Supplied material ->

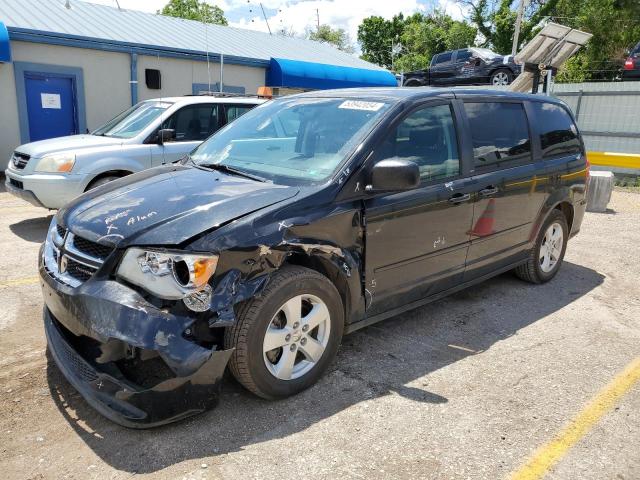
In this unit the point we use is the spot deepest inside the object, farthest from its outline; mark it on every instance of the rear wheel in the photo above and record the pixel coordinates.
(501, 78)
(285, 339)
(545, 258)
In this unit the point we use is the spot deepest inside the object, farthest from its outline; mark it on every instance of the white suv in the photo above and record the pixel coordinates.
(50, 173)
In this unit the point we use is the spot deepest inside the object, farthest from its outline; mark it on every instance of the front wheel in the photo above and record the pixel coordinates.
(501, 78)
(285, 339)
(547, 253)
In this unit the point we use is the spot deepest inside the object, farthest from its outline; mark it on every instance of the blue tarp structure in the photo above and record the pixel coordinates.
(309, 75)
(5, 49)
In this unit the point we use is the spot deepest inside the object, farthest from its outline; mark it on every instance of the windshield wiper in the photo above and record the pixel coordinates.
(221, 167)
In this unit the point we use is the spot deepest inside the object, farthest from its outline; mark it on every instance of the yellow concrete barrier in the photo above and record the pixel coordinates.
(612, 159)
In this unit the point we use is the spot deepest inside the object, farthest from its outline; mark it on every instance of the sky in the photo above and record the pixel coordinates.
(299, 15)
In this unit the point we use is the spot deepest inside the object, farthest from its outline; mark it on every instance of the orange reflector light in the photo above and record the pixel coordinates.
(202, 271)
(266, 92)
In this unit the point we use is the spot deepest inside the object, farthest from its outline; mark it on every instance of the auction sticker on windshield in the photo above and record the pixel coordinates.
(360, 105)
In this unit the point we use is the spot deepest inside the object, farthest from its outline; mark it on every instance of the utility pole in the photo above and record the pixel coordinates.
(265, 18)
(516, 33)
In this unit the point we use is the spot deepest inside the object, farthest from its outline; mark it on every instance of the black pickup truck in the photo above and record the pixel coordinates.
(467, 66)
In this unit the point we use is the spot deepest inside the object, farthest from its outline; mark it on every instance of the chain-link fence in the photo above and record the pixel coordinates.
(608, 114)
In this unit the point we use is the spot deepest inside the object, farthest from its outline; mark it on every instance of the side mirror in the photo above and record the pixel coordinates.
(394, 175)
(166, 135)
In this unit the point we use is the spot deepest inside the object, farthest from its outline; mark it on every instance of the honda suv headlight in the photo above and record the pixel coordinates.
(61, 163)
(172, 275)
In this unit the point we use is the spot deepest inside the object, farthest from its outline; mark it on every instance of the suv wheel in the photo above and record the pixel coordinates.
(547, 253)
(501, 77)
(285, 339)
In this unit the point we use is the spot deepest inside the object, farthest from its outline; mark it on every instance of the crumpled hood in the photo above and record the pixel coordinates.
(166, 205)
(60, 144)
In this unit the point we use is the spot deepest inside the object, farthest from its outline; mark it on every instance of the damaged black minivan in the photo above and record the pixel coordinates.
(307, 218)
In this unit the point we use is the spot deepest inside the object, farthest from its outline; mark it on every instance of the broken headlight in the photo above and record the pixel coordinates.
(168, 274)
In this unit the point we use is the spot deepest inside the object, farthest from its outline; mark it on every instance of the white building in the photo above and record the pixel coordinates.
(68, 66)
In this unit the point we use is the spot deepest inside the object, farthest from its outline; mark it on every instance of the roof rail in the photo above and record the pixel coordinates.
(223, 94)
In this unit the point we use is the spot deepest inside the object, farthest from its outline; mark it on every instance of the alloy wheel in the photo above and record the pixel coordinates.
(500, 79)
(296, 337)
(551, 247)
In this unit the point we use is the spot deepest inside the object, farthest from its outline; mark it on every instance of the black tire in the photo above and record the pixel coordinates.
(254, 316)
(500, 73)
(101, 181)
(531, 271)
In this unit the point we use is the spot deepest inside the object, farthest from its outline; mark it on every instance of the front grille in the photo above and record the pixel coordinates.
(16, 183)
(61, 231)
(20, 160)
(72, 260)
(69, 357)
(78, 270)
(92, 248)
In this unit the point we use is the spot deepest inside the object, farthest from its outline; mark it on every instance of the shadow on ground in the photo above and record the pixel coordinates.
(32, 229)
(376, 361)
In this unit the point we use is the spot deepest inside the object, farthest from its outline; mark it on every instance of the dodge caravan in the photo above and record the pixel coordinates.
(309, 217)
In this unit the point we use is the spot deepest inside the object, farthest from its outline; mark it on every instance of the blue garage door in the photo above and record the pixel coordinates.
(51, 106)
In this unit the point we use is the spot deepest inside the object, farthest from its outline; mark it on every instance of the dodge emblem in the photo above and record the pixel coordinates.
(63, 264)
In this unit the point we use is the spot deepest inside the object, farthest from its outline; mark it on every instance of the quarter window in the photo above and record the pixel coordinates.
(558, 133)
(428, 138)
(499, 132)
(194, 123)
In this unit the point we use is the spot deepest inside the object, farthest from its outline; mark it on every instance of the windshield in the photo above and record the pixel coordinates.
(131, 122)
(293, 141)
(485, 53)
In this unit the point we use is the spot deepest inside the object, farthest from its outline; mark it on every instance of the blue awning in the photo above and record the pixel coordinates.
(297, 74)
(5, 50)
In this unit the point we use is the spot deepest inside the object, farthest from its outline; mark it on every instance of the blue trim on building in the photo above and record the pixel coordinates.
(298, 74)
(66, 40)
(196, 88)
(19, 69)
(134, 78)
(5, 46)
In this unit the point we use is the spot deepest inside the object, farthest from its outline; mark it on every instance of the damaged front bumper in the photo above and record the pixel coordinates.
(91, 329)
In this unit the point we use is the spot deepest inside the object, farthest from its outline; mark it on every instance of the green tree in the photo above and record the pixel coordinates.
(194, 10)
(424, 36)
(495, 20)
(375, 35)
(335, 36)
(615, 25)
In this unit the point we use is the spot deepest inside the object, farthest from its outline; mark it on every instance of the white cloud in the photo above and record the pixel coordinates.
(346, 14)
(454, 9)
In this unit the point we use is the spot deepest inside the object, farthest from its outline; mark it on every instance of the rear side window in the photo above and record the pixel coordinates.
(193, 123)
(463, 55)
(235, 111)
(558, 133)
(499, 132)
(427, 137)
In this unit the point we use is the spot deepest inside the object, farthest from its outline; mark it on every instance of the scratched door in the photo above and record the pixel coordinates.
(417, 241)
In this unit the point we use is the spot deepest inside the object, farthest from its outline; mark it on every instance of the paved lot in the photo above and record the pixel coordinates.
(468, 387)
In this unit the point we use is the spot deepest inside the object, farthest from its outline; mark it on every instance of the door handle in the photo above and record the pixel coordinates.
(460, 197)
(487, 192)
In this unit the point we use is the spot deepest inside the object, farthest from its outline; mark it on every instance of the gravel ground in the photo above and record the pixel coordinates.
(467, 387)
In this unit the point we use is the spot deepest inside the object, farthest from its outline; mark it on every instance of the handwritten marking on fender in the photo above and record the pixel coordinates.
(140, 218)
(112, 218)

Exercise details -> Please give back the material above exactly as written, pictures omitted.

Exercise result ->
In this unit the point we use is the spot deepest inside the object, farthest from its outline; mark it on every instance of the rear wheel in the photo above and record the pixel coordinates.
(501, 78)
(285, 339)
(545, 258)
In this unit the point we use is the spot deepest inside the object, farthest from its outline; mark it on every instance of the white suv in the photo above and record the pixel coordinates.
(50, 173)
In this unit the point we use is the spot deepest inside the object, farthest from its outline; mark it on every instance of the front wheel in the photo above and record the pixel coordinates.
(501, 78)
(285, 339)
(547, 253)
In this unit the point we use is the spot deepest inside the object, farthest from its outline; mark it on every instance of the blue tarp structure in the photo above and record the pixel coordinates.
(309, 75)
(5, 49)
In this unit the point we use is the spot deepest inside the object, farthest from its outline; mark it on every instance of the windshield wiper in the photo above and record the pixel coordinates.
(221, 167)
In this unit the point we use is the spot deepest inside the object, farthest from its outline; mark it on every instance of the yellow concrete barrier in the photo above and record the pixel coordinates.
(612, 159)
In this unit the point we use is the spot deepest inside the object, farthest from its outline; mark it on every instance of the sky in the photo above and record the pixel coordinates.
(299, 15)
In this unit the point we use is the spot deepest inside the object, farthest from its outline; mark it on every instance of the orange reflector light in the photo above and record the pixel coordinates.
(202, 271)
(266, 92)
In this unit the point we use is the spot deepest inside the object, farthest from its outline; mark it on every instance of the auction sticker on windshield in the photo above and record the pixel coordinates.
(360, 105)
In this unit the point we use is the spot deepest inside the object, farthest from its outline; mark it on every instance of the utility pole in the photo above and record the pixel coordinates.
(265, 18)
(516, 33)
In this unit the point we use is the spot deepest inside the object, farthest from its outline; mark it on every instance of the black pickup truck in the photo above and record the pixel coordinates.
(467, 66)
In this unit the point we use is the spot deepest inside the object, farthest from its outline; mark it on every instance of the chain-link fence in the photo above and record the pixel coordinates.
(608, 114)
In this unit the point we use is the spot deepest inside the object, farthest from its outline; mark it on every instance of the side mirror in the photo above and record the pixel coordinates.
(394, 175)
(166, 135)
In this unit the point we use is the spot deepest inside the object, farthest from its outline; mark it on every instance of the honda suv headlight in the photo above and record the pixel coordinates.
(61, 163)
(172, 275)
In this unit the point we use is the spot deepest inside the object, farthest from its outline; mark it on every instance of the suv wheel in the photo above and record the pixel coordinates.
(547, 253)
(501, 77)
(285, 339)
In this unit the point we use is the spot deepest inside the object, farthest from its outline; mark it on every instance of the crumpled hood in the photo above and record the pixel coordinates.
(166, 205)
(60, 144)
In this unit the point we use is the spot deepest inside the object, farthest from its outline; mark it on every instance of the damaged black minivan in the photo above and record the pixel coordinates.
(307, 218)
In this unit the point we use is the spot deepest inside the object, farthest from its outline; mark it on every instance of the broken headlight in the photo above and record the pixel coordinates.
(168, 274)
In this unit the point we use is the spot deepest inside the object, farthest from its outline; mark it on every instance of the white building in the photo above and record the pixel coordinates.
(68, 66)
In this unit the point we use is the spot deepest inside the object, farthest from its outline; mark it on every instance of the roof rail in the photo above and record the pixel coordinates.
(223, 94)
In this unit the point we use is the spot deepest inside the object, farthest from its outline; mark it on every instance of the alloy wheel in the photo above and record the pixel coordinates.
(500, 79)
(296, 337)
(551, 247)
In this unit the point we use is the spot deepest inside the object, farthest from its outline; mark it on every instance of the black tire in the photo above and record the pixel coordinates.
(254, 316)
(500, 73)
(101, 181)
(531, 271)
In this unit the point we use is the spot deepest inside the object, farthest from its outline; mark it on every instance of the front grille in the photo above and record the pixel coordinates.
(16, 183)
(61, 231)
(20, 160)
(72, 260)
(69, 357)
(78, 270)
(92, 248)
In this unit the point we use is the spot deepest inside the object, farthest from its outline; mark it on every instance of the shadow on ground in the photo above and record the pixel coordinates.
(32, 229)
(376, 361)
In this unit the point we use is the spot deepest inside the object, farthest from its outline; mark it on every instance of the dodge caravan in the photo above and record the pixel coordinates.
(309, 217)
In this unit the point we use is the spot deepest inside the object, farthest from its outline; mark it on every instance of the blue garage door in the photo above and record the pixel coordinates.
(51, 106)
In this unit the point we use is the spot deepest inside the object, farthest from its outline; mark it on every instance of the dodge emblem in the photo above and record the pixel coordinates.
(63, 264)
In this unit the point we use is the spot deepest inside the object, farthest from its outline; mark it on every instance of the quarter window in the photo above and record the pixel coordinates.
(558, 133)
(428, 138)
(499, 132)
(194, 123)
In this unit the point we use is the spot deepest inside the object, farthest from its outline; mark it on every instance of the windshield in the photo above and record the pixel coordinates.
(131, 122)
(293, 141)
(485, 53)
In this unit the point we use is the spot deepest inside the object, farthest from its outline; mark it on every instance of the blue awning in the photo above and record the pixel coordinates.
(297, 74)
(5, 50)
In this unit the point we use is the spot deepest inside the object, farthest from its outline; mark it on every instance of the blue trim on building in the photo above and record the pixel coordinates.
(298, 74)
(66, 40)
(196, 88)
(19, 69)
(134, 78)
(5, 46)
In this unit the point we use is the spot deepest inside the object, farthest from its outline; mark it on every instance of the damaged front bumper in the photo above and record the pixel coordinates.
(91, 329)
In this unit the point we use is the spot deepest inside the object, farthest from its outline; mark it on every instance of the green tree in the photo above and record the pixel coordinates.
(194, 10)
(424, 36)
(495, 20)
(375, 35)
(335, 36)
(615, 25)
In this unit the point we use is the spot deepest inside the object, farthest from its outline; mark it on every instance of the white cloud in the photo above and record the pixel coordinates.
(346, 14)
(454, 9)
In this unit the point we use is the spot deepest inside the object, farthest from its outline; mark it on every instance of the rear side window in the photo above and record the pixel coordinates.
(193, 123)
(463, 55)
(235, 111)
(558, 133)
(499, 132)
(427, 137)
In this unit the point we use is the spot deepest inside the object, farthest from its outline; mark it on every instance of the scratched door in the photo above and record the pixel coordinates.
(417, 241)
In this unit the point we use is the spot deepest inside the object, farthest from its outline; mark it on every instance of the paved lot in the photo above and record the pixel coordinates.
(468, 387)
In this unit the point we use is the spot deepest inside the object, farthest from its outline; mark it on every instance of the door handle in the photo above and record the pixel coordinates.
(460, 197)
(487, 192)
In this unit the point we use is the spot deepest inside the object, farthest from its outline; mark it on every instance of the gravel ground in the photo above and record the pixel coordinates.
(467, 387)
In this unit the point we use is the spot deepest inside the object, farthest from its outline; mark it on every instance of the handwritten marking on fender in the photo above and record the pixel coordinates.
(140, 218)
(112, 218)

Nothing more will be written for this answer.